**Prompt**.
Copy exactly, and only, the lines from the line containing "locate white stucco" through the last line of the records below, both included.
**********
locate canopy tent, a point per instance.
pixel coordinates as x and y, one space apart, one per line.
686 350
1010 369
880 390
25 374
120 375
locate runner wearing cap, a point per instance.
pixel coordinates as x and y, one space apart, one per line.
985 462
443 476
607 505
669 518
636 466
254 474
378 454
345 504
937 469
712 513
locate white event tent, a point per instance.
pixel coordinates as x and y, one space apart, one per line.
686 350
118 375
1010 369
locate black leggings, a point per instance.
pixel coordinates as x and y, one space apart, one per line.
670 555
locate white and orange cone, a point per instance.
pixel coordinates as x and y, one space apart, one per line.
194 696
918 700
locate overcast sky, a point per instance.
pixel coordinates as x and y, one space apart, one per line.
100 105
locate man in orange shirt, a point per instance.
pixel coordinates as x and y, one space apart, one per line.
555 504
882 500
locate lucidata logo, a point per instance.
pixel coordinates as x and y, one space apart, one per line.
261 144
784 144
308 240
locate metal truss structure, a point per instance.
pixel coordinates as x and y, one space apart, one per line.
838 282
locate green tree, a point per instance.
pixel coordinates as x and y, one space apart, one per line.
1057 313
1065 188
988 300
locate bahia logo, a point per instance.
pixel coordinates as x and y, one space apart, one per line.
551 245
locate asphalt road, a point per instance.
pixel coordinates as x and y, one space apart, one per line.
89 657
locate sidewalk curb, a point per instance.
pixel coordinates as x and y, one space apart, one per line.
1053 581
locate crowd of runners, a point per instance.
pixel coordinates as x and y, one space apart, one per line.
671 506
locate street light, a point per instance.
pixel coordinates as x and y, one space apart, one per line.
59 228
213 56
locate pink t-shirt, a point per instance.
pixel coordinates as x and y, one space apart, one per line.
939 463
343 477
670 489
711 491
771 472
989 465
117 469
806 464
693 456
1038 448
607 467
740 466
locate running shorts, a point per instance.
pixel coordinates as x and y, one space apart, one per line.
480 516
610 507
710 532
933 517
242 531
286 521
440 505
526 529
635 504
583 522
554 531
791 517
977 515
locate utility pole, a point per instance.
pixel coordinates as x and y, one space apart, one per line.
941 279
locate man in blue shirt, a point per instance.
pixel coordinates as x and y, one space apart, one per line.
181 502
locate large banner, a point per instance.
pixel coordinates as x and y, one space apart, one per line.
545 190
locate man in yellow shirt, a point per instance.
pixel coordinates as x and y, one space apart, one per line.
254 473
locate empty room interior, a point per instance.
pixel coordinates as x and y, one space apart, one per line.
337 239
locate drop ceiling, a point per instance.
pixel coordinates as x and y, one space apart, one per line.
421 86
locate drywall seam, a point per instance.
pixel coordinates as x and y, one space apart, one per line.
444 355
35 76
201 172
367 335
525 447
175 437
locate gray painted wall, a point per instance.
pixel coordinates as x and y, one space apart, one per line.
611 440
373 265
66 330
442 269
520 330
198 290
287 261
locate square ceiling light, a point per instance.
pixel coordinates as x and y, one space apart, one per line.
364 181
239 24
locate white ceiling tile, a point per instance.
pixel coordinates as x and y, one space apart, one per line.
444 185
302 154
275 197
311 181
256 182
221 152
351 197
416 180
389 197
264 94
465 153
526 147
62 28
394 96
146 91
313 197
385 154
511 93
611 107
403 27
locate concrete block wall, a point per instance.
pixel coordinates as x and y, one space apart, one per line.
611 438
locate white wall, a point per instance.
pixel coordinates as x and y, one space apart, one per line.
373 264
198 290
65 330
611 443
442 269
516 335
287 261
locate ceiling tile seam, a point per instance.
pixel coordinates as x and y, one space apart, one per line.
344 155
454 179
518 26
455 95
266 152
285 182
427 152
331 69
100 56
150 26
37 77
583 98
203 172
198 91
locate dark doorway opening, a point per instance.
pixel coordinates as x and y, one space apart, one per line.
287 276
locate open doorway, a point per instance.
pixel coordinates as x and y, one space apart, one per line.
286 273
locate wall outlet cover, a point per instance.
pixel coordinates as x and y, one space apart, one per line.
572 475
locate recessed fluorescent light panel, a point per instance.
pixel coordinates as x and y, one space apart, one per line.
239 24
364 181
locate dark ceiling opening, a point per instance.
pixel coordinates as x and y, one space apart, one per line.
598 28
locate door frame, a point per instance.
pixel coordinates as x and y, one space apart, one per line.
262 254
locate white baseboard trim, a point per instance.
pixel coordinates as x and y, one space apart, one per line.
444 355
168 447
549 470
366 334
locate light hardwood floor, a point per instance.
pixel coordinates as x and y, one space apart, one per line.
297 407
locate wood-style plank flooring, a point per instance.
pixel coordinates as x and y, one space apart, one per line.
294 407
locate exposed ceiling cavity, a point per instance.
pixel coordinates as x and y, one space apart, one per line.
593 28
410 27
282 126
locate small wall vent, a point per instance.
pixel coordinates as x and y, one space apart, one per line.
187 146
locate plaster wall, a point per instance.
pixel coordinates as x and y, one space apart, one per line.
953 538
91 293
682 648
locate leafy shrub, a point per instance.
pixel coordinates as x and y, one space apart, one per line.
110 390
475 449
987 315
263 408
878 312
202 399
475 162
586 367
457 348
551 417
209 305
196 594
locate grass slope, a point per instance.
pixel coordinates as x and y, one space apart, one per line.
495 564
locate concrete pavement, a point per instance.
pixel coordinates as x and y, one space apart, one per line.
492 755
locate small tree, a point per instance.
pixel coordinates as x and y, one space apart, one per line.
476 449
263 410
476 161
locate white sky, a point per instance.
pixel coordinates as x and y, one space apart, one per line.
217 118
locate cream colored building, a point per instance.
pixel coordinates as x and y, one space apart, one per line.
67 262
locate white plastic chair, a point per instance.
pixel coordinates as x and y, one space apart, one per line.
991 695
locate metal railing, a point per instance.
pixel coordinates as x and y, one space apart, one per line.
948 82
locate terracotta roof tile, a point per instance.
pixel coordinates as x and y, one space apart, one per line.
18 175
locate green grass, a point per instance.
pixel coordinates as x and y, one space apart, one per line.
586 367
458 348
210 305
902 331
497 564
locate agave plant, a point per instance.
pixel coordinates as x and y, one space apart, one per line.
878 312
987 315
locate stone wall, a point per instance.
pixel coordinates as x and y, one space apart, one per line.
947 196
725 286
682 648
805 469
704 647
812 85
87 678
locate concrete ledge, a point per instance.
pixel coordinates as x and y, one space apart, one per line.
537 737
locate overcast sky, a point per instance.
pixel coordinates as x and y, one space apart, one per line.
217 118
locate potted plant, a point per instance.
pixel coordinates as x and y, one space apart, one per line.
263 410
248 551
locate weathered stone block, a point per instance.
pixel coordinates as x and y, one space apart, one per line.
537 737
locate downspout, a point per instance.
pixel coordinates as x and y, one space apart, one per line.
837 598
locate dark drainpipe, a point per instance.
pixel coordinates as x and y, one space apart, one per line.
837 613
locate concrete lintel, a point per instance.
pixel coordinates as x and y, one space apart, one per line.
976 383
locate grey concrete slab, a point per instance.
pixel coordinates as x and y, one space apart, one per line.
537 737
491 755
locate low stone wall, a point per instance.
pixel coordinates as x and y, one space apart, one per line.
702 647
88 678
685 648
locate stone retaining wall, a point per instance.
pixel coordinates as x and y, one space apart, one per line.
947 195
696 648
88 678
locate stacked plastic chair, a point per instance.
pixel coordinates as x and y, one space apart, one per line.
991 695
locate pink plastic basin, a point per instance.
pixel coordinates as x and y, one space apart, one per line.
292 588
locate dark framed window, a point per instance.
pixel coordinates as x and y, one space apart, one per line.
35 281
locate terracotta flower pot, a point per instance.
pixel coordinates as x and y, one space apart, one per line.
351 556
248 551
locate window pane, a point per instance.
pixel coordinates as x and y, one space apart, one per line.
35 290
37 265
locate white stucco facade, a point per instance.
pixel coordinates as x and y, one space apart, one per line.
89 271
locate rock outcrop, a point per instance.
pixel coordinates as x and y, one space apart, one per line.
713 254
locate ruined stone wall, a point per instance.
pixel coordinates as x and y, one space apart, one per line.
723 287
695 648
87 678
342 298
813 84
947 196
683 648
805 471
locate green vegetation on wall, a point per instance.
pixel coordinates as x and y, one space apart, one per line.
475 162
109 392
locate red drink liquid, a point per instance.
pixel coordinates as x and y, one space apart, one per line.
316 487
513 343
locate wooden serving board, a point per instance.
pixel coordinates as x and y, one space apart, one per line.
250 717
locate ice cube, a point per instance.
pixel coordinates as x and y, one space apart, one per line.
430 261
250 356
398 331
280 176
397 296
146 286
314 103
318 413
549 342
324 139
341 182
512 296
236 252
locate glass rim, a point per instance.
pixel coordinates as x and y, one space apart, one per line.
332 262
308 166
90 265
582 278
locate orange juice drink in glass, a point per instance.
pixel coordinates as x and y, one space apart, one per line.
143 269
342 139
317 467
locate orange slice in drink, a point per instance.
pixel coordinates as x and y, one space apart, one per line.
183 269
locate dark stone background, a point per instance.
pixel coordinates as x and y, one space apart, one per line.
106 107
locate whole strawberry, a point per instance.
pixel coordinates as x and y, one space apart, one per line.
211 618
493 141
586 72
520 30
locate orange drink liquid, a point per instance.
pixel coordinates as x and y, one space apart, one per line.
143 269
**********
**Problem solution**.
locate white stucco facade, a point per instance.
pixel coordinates as x and y, one space apart, one per line.
89 271
locate rock outcrop, a point per instance.
pixel coordinates as x and y, one space apart, one per line.
713 254
locate ruined stone wall, a point per instance.
pixel coordinates as x and y, one space apart, one per line.
723 287
695 648
87 678
342 298
813 84
947 196
683 648
805 471
locate green vegetation on wall, a point per instance.
pixel coordinates as x and y, one space apart, one per line.
475 162
109 392
locate red drink liquid, a point per instance.
pixel coordinates as x and y, one space apart, one per line.
316 487
513 343
locate wooden serving board, a point per instance.
pixel coordinates as x and y, one space apart, one per line.
250 717
locate ice cube, a point per instance.
pixel coordinates as x and y, one space apart, one per line.
430 261
250 356
398 331
280 176
397 296
146 286
314 103
318 413
549 342
324 139
341 182
512 296
236 252
locate glass rim, a point per instance.
pixel coordinates as x and y, one space apart, one per line.
332 262
308 166
90 265
582 278
locate orange juice drink in glass, a point per instance.
pixel coordinates as x and y, one space apart, one per line.
143 269
342 139
317 467
locate orange slice in drink, a point per instance.
pixel coordinates as x and y, one space apart, one per line.
183 269
locate dark stone background, a point per instance.
pixel coordinates as x and y, one space apart, one per line.
106 107
locate whole strawberry, a point per instance.
pixel coordinates as x and y, one space apart, one per line.
211 618
493 141
586 72
520 30
locate orange drink liquid, a point per instance.
pixel coordinates as x and y, one space apart, one per line.
143 269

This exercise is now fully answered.